▶ **Requisiti**:
Prosegui il testo riportato più sotto, che tratta dell'aggressione all'Iran e della posizione degli anarchici comunisti, a partire dalla sua ultima frase.

▶ **Testo della pagina**:
+---+
Date Sun, 7 Sep 2025 07:10:26 +0300


L'aggressione all'Iran, decisa dal nazi-sionista Netanyahu per distogliere l'attenzione dal genocidio dei gazagui e al fine di realizzare il grande Israele, prendendo a pretesto l'obiettivo di impedire agli iraniani di dotarsi dell'arma atomica, ci ha visto condannare senza attenuanti questa aggressione e denunciare le contraddizioni dell'occidente fariseo che utilizza due pesi e due misure nel valutare aggrediti ed aggressori. La contraddizione appare evidente se si guarda alla retorica utilizzata per giustificare il sostegno osceno e masochistico da parte europea ai nazionalisti ucraini giustificando al tempo stesso Israele aggressore.
Ma la nostra posizione di condanna di Israele e di sostegno del diritto dell'Iran alla difesa, contiene un'apparente contraddizione che ci viene rimproverata dai filo occidentali che scaturisce dal nostro sostegno di comunisti anarchici a un regime teocratico che, dal punto di vista politico e sociale, è quanto di più lontano possibile dall'anarchismo comunista. Di questa contraddizione - quella di dover solidarizzare con un regime integralista-teocratico, è ben consapevole l'aggressore nazi-sionista tanto che, non a caso, ha cercato di invocare il mutamento di regime come uno degli obiettivi che nobilitavano la propria azione di guerra, fino a giustificarla, chiamando gli iraniani alla rivolta.
+---+
▶ **Dati del dataset**:
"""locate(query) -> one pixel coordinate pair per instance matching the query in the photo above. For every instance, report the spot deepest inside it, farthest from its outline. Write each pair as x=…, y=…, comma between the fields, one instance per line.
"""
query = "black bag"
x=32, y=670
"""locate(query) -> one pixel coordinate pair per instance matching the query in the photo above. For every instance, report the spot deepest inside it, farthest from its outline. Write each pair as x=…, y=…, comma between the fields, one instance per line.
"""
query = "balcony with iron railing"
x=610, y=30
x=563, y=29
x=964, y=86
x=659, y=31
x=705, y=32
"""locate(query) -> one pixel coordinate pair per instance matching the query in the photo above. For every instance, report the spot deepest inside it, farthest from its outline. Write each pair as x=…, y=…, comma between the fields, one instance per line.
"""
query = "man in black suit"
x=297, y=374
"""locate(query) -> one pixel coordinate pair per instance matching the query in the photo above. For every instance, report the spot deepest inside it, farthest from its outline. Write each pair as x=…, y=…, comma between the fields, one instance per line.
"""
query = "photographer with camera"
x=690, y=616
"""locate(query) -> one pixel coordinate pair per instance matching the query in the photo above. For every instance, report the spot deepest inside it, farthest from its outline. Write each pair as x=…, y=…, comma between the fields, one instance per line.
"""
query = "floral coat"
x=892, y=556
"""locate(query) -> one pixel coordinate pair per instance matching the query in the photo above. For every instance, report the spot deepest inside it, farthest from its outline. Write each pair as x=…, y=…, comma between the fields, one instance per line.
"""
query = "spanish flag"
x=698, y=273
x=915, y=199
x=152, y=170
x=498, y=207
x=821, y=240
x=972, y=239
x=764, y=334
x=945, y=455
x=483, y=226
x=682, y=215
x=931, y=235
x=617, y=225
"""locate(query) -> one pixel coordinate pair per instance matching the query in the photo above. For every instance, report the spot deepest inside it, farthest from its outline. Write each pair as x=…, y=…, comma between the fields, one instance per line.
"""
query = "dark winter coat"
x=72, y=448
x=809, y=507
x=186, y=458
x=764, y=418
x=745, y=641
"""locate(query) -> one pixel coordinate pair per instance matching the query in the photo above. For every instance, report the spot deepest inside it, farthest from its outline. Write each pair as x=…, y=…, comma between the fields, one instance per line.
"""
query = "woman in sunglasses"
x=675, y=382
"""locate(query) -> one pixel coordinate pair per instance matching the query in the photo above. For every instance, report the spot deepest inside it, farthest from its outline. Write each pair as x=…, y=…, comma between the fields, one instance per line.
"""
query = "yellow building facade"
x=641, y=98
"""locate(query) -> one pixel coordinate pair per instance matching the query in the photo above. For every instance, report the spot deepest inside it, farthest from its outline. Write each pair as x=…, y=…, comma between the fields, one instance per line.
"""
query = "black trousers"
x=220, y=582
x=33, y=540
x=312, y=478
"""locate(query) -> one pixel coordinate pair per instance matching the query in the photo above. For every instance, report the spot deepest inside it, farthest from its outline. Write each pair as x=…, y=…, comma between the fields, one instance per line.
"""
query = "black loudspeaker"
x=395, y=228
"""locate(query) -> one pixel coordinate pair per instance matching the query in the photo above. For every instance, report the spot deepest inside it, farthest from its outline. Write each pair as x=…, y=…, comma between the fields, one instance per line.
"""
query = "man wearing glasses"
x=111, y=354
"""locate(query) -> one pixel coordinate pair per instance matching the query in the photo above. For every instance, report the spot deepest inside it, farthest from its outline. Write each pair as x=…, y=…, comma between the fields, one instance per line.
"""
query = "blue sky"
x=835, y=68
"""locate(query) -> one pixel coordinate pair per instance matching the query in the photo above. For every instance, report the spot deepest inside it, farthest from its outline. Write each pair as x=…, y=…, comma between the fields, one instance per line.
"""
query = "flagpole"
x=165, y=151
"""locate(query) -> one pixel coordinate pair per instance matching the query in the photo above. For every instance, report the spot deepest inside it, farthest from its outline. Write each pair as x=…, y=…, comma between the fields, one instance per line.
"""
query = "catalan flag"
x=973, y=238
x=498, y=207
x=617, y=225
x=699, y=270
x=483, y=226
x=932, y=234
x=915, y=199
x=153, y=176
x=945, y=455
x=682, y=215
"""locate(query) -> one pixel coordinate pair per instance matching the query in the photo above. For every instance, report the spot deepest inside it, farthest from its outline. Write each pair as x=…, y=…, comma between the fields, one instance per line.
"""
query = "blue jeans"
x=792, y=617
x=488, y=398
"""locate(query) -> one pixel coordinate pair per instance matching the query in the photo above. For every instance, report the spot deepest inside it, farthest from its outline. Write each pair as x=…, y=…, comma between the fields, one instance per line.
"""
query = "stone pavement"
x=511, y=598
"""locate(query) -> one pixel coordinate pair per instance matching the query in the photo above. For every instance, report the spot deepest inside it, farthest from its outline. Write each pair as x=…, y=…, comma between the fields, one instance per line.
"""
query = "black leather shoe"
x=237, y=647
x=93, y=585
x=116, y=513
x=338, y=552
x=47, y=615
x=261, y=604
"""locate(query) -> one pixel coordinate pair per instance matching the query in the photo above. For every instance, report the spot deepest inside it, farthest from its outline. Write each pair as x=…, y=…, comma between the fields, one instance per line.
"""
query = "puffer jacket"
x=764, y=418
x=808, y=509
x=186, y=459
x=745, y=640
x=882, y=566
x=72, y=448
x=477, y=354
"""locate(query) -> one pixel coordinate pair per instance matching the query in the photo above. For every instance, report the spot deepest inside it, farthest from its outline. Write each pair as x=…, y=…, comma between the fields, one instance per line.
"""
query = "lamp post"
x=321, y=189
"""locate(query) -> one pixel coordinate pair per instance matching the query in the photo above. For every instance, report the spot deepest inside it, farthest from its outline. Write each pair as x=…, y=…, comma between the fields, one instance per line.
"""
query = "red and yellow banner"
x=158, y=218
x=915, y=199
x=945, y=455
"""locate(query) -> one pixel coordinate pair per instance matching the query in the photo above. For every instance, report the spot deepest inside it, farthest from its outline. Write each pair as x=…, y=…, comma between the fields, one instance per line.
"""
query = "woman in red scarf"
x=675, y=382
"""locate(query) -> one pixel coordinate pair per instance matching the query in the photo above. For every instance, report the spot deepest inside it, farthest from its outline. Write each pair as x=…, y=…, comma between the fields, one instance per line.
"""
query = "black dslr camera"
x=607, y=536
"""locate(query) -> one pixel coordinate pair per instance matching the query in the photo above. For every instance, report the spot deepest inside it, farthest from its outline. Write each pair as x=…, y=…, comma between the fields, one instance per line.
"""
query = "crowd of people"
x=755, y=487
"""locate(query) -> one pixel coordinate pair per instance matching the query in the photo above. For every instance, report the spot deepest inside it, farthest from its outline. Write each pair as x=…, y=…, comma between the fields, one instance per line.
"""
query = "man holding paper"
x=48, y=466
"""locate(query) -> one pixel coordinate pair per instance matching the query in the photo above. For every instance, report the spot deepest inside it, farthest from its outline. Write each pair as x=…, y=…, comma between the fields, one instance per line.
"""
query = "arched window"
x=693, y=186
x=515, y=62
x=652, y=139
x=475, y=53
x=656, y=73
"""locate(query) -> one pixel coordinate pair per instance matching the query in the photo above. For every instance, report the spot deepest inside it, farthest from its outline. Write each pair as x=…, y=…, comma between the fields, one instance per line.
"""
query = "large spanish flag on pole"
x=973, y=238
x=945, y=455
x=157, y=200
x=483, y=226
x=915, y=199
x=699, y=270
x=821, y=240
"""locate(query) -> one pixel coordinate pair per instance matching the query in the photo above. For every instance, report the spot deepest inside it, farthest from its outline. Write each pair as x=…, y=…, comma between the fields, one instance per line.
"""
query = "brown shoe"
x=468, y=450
+---+
▶ **Risultato**:
In ripetute occasioni su queste pagine non abbiamo tralasciato di sostenere i movimenti di massa della popolazione iraniana, finalizzati a ribellarsi alla dittatura teocratica khomeinista, in particolare abbiamo sostenuto con convinzione la lotta delle donne iraniane per liberarsi dall'oppressione clericale, le rivendicazioni di libertà che riguardano le relazioni interpersonali e i costumi; abbiamo preso le distanze dal sistema economico classista iraniano, costruito dal clero sciita per controllare ed opprimere la società iraniana, per costruire strumenti di sfruttamento della sua economia, volti a convogliare i profitti derivanti dall'uso politico della religione, finalizzati all'arricchimento personale e collettivo del clero sciita e dei waqf gestiti dal movimento dei pasdaran.[1]
Ma non per questo siamo disponibili a diventare complici del nazi-sionismo che oggi prevale nella classe dirigente dell'entità ebraica, che si fa strumento dell'imperialismo americano e del capitalismo internazionale, di una ben orientata ed individuabile finanza tras-nazionale, che fa capo alla diaspora sionista, interessata a presidiare economicamente l'area mediorientale per trarne i maggiori profitti possibili, alimentandosi del revanscismo e delle paure delle popolazioni ebraiche del mondo, che memori dell'olocausto, hanno costruito il mito del ritorno alla terra promessa,
rivendicando quale territorio esclusivo dell'entità ebraica le terre nelle quali abitano altri popoli.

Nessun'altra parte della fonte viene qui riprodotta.